● **Testo proposto**
<<<<

ABBIAMO TUTTI UN BLUES DA PIANGERE

Mi vengono in mente un paio di album del nostro glorioso passato Progressive per descrivere il panorama desolante che si respira oggi nella mia città : Felona e Sorona delle Orme e Abbiamo tutti un blues da piangere del gruppo jazz rock romano dei Perigeo. Il primo per fissare una immagine di decadenza ormai ineccepibile e il secondo per testimoniare una condizione di frustrazione che tutti avvertiamo e la conseguente impotenza nel porvi rimedio.
Entrambi vanto del nostro (poco) autoctono Progressive Rock e pubblicati nello stesso anno 1973, il primo è un concept come si usava allora ovvero un tema che veniva blandito in tutta la durata del lavoro, nel nostro caso la vita di due pianeti immaginari appunto Felona, illuminato e felice come ben descrive Aldo Tagliapietra, leader e vocalist del trio veneziano, e Sorona invece triste e desolato, buio e angosciato. Due pianeti dirimpettai che hanno subito un diverso trattamento dal destino decisamente contrapposti. Luce e tenebra. Una metafora che si può associare al nostro paese nei confronti dei nostri dirimpettai di San Giovanni Rotondo, per esempio, o, se preferite, di qualsiasi altro paese poiché chiunque può vantare nei nostri confronti qualcosa di positivo che noi non abbiamo.
Il disco delle Orme, considerato dalla critica italiana ed europea il capolavoro del gruppo (io gli preferisco decisamente il primo, Collage, più spontaneo e musicalmente più dotato, ma è solo una mia opinione) può vantare il merito di aver dato slancio alla musica rock italiana, (insieme a pochissimi altri) sino a qualche anno prima prigioniera di un certo cliché, avviando oltremodo una via indipendente del rock italico che sarebbe durata poco tempo ma sufficiente a darle lustro negli annali che trattano questi argomenti.

>>>>

● **Compito scritto 1**
Secondo il testo proposto, in quale anno uscirono i due album citati?
Il testo proposto e i record sono materiali indipendenti fra loro.

● **Record forniti**
<<<<

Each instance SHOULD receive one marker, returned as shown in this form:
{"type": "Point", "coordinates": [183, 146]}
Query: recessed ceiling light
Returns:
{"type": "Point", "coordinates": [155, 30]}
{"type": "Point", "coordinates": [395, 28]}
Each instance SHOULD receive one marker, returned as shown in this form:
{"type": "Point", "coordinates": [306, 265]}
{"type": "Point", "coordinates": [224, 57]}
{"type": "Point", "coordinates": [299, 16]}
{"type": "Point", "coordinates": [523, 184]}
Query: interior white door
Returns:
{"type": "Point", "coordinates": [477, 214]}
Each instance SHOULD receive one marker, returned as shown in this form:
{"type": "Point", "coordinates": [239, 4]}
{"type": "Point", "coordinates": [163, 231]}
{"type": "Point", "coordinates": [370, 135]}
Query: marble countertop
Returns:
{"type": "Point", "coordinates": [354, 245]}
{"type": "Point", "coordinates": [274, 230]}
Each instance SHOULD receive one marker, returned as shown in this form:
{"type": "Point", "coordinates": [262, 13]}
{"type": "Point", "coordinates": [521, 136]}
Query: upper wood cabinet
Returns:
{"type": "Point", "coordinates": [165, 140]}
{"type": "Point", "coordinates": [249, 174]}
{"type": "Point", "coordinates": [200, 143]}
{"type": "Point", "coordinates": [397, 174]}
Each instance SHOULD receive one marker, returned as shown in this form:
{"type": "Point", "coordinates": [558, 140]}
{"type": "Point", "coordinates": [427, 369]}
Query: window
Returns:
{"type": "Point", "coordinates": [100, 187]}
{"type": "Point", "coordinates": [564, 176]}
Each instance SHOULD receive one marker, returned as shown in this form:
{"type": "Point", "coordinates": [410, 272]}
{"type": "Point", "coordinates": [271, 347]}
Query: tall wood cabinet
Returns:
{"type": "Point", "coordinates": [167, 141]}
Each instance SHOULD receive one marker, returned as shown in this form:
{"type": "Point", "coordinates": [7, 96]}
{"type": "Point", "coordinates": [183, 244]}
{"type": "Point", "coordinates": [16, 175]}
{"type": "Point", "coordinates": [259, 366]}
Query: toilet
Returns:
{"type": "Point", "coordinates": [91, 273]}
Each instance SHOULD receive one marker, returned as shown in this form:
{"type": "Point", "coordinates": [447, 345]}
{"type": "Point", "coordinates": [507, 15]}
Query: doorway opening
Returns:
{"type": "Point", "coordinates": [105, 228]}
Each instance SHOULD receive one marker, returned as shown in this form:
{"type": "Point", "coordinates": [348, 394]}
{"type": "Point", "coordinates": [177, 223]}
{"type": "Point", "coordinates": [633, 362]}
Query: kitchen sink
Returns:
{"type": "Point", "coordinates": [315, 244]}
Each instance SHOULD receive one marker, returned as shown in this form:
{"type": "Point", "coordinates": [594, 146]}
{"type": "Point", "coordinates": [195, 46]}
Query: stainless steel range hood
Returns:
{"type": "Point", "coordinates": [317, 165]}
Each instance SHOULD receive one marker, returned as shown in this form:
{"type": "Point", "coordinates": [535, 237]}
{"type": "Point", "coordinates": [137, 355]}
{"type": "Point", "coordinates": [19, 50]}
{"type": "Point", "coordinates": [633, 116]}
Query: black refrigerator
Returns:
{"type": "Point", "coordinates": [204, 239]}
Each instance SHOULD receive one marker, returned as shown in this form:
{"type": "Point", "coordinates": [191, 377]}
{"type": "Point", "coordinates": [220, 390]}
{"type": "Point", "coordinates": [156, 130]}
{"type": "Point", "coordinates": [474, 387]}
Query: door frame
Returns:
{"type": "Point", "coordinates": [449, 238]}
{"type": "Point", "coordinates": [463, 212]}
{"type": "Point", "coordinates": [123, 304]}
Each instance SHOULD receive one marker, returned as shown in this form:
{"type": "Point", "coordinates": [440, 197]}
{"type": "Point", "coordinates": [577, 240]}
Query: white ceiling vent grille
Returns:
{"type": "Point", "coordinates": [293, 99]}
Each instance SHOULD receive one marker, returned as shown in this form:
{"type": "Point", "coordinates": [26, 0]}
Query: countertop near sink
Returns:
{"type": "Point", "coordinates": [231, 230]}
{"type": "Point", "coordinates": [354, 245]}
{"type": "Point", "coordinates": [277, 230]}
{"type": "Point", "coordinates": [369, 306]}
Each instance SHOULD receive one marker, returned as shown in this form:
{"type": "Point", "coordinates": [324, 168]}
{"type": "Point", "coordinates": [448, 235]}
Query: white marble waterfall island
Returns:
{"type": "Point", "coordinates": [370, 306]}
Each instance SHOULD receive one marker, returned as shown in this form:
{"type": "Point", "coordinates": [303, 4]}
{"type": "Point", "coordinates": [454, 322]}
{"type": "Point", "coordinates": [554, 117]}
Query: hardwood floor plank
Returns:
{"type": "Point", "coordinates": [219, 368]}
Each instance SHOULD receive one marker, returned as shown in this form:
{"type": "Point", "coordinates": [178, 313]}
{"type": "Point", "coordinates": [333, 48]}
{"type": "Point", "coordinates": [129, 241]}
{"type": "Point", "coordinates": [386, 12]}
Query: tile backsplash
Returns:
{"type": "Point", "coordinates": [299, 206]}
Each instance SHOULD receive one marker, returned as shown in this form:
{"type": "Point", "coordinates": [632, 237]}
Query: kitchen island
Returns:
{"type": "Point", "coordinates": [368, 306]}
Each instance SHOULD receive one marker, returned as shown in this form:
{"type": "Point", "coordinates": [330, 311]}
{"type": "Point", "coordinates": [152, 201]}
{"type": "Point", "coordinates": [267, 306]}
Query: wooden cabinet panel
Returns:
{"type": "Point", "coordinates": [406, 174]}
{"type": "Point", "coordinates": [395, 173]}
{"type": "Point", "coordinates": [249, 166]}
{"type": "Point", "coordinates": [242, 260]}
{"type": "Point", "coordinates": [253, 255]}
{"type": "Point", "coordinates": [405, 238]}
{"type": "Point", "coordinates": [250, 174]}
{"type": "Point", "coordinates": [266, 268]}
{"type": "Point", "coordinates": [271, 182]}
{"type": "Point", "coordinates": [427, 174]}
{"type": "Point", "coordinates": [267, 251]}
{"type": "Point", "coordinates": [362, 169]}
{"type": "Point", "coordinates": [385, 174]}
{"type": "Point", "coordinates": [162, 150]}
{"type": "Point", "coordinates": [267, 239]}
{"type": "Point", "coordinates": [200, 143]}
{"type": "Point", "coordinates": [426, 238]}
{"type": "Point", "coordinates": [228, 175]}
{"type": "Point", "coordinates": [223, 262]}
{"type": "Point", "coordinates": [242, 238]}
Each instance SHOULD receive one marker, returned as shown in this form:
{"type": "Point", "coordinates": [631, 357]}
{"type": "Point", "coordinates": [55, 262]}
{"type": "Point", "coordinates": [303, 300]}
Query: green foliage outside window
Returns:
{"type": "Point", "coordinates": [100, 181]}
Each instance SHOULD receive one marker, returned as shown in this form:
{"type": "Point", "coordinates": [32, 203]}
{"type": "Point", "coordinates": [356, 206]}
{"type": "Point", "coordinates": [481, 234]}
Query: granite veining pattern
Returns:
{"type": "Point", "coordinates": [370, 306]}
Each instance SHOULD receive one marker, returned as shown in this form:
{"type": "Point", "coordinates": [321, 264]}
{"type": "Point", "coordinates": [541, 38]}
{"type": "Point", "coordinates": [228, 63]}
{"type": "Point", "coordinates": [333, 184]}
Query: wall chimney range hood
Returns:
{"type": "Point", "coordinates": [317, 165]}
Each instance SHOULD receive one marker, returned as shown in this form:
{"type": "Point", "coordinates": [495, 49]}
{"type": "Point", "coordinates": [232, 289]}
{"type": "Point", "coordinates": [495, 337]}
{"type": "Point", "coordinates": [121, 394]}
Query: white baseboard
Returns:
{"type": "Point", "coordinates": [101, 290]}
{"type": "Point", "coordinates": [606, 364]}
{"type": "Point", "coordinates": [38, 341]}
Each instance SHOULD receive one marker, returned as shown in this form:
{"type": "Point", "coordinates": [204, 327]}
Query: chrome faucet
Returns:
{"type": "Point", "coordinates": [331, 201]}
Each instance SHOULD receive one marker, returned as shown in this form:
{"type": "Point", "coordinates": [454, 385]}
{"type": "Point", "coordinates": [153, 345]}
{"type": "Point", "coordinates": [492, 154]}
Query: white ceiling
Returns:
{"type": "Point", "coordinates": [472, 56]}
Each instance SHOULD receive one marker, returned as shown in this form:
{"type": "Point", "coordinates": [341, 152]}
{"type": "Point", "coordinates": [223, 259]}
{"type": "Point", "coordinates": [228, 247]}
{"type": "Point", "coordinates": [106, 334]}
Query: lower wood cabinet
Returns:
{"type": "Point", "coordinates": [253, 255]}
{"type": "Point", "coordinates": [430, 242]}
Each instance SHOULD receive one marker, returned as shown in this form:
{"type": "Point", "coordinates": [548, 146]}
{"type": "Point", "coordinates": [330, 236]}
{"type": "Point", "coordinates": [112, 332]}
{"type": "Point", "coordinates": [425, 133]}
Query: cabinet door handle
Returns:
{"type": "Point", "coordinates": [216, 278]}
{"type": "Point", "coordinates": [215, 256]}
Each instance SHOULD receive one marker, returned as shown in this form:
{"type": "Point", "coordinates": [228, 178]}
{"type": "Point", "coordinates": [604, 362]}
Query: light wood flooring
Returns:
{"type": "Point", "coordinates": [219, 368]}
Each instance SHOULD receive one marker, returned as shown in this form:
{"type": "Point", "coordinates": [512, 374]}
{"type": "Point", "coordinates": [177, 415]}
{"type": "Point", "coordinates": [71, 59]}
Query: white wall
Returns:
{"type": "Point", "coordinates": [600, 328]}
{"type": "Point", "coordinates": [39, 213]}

>>>>

● **Compito scritto 2**
Riporta tutte le righe dei record in cui compare la parola "ceiling".

● **Risultato 1**
Nel 1973.

● **Risultato 2**
Query: recessed ceiling light
Query: white ceiling vent grille
Query: white ceiling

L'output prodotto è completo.